- [What to do]
Among the lines of data below, reproduce only those from the one with "[tag] green grass (a dot for each instance)" through the one with "[tag] white football", exactly as they stand, both ends included.

(Dataset entries)
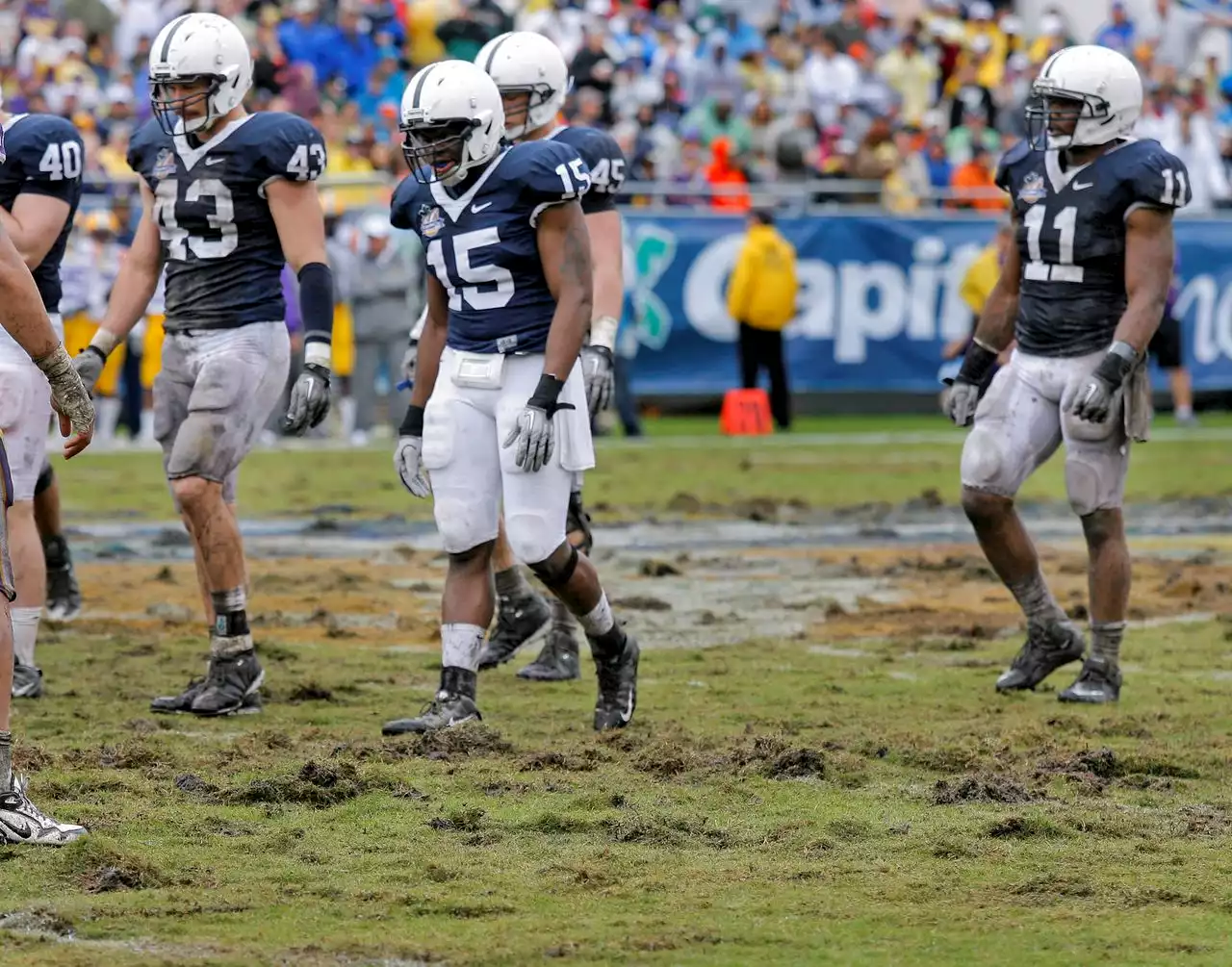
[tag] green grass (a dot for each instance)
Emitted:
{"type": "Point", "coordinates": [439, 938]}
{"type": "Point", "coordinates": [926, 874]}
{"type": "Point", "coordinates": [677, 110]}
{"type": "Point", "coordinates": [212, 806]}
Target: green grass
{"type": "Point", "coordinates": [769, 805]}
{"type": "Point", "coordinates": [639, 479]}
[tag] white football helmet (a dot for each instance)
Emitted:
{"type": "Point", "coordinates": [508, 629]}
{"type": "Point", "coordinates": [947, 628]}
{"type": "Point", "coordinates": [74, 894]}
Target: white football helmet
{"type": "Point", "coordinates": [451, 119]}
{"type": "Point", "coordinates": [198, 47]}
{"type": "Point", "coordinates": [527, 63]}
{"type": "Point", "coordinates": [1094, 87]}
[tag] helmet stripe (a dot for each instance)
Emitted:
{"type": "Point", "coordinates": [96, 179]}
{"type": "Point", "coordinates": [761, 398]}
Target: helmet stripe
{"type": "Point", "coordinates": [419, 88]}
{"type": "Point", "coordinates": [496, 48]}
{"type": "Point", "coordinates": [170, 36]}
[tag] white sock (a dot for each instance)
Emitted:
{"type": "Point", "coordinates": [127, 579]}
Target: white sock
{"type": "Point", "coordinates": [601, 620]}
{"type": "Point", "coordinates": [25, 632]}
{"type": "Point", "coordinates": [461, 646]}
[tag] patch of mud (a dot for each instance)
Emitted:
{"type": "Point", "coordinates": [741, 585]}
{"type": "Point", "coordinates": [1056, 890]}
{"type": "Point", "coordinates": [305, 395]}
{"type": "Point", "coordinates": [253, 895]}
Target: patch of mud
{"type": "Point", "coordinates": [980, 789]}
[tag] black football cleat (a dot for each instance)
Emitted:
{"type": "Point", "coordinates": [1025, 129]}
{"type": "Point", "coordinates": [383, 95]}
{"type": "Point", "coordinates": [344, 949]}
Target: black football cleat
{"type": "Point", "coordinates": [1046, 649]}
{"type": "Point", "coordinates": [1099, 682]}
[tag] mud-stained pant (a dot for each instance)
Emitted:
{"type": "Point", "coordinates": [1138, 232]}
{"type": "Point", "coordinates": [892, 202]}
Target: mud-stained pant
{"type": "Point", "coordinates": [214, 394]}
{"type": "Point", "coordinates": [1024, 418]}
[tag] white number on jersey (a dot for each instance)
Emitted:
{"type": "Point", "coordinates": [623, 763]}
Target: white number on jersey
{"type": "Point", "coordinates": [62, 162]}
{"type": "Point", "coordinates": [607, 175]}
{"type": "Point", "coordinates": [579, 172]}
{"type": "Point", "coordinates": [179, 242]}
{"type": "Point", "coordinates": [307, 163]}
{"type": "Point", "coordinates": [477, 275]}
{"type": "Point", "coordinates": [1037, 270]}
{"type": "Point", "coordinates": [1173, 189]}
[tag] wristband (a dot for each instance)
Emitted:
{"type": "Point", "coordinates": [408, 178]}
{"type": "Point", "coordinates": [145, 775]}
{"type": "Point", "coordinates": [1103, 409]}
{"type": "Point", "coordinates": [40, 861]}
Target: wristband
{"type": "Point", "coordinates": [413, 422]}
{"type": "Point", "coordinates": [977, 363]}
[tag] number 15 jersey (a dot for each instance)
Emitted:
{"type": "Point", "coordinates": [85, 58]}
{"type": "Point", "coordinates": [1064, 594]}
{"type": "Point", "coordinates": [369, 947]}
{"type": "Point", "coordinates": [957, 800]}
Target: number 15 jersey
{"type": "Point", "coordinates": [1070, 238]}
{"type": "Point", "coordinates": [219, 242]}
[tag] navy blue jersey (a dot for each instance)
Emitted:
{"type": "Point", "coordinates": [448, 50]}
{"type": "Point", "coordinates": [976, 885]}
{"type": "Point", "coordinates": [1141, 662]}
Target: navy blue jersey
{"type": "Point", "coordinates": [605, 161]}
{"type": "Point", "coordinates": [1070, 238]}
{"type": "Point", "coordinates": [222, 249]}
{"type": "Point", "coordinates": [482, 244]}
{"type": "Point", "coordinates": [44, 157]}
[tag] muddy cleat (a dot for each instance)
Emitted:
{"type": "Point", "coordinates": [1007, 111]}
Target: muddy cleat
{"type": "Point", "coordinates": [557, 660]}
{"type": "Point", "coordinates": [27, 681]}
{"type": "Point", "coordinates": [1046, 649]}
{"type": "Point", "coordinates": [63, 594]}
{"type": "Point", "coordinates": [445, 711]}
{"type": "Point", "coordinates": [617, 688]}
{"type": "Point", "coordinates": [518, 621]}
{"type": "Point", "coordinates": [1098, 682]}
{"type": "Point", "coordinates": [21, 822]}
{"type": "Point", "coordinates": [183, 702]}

* * *

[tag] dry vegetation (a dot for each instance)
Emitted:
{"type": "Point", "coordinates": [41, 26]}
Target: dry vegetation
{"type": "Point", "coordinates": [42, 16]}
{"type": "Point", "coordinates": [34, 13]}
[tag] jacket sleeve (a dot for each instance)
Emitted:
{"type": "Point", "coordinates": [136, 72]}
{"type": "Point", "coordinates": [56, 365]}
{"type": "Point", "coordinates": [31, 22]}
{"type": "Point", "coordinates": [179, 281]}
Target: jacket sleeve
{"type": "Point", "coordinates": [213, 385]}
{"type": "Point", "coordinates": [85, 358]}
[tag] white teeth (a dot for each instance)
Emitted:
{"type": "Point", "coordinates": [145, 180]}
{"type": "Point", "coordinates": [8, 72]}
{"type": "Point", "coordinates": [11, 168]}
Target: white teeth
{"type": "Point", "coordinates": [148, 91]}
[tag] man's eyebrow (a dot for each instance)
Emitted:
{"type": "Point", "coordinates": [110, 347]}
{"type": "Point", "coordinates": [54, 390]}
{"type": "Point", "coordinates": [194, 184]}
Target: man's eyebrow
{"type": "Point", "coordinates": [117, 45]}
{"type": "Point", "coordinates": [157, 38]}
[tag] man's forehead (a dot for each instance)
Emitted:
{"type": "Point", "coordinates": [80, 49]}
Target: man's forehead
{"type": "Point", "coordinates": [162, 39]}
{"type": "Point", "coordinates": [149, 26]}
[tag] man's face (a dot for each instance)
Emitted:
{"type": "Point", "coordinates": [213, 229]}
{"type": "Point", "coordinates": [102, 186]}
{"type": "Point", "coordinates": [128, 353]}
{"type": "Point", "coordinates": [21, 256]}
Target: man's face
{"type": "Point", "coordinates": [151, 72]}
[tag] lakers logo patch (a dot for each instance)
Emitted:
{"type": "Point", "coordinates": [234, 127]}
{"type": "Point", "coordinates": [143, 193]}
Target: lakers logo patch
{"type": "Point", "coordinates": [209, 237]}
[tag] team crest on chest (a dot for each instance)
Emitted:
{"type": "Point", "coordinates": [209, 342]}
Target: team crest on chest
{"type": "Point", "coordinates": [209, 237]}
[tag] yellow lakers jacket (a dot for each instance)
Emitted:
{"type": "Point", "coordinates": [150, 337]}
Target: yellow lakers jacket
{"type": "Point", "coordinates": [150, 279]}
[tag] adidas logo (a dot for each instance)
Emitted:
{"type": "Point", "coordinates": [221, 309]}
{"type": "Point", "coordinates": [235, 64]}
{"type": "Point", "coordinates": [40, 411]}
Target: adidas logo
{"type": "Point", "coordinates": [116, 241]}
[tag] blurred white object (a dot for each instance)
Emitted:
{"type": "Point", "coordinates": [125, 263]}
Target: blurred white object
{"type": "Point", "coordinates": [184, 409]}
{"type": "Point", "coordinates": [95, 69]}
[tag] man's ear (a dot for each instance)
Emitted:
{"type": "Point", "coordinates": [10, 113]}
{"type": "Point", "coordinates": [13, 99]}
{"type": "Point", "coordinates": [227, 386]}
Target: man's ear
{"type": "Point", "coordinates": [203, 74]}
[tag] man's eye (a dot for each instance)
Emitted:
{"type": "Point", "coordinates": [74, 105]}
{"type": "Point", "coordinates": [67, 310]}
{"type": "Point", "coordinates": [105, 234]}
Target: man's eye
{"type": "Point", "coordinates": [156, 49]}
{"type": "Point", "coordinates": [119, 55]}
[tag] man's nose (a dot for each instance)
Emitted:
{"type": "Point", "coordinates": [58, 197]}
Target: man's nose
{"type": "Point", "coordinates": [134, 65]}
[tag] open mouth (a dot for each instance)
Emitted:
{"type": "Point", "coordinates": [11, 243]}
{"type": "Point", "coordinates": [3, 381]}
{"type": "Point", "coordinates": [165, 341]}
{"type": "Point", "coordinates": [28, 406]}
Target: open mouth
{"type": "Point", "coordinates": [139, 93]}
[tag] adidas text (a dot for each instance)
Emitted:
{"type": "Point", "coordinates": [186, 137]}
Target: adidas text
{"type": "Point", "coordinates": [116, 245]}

- [Result for this exercise]
[tag] green grass (a dot for each instance)
Emitted:
{"type": "Point", "coordinates": [439, 938]}
{"type": "Point", "coordinates": [926, 874]}
{"type": "Point", "coordinates": [677, 110]}
{"type": "Point", "coordinates": [212, 806]}
Target: green grass
{"type": "Point", "coordinates": [769, 805]}
{"type": "Point", "coordinates": [639, 479]}
[tag] white football helmet (a dot for each instance)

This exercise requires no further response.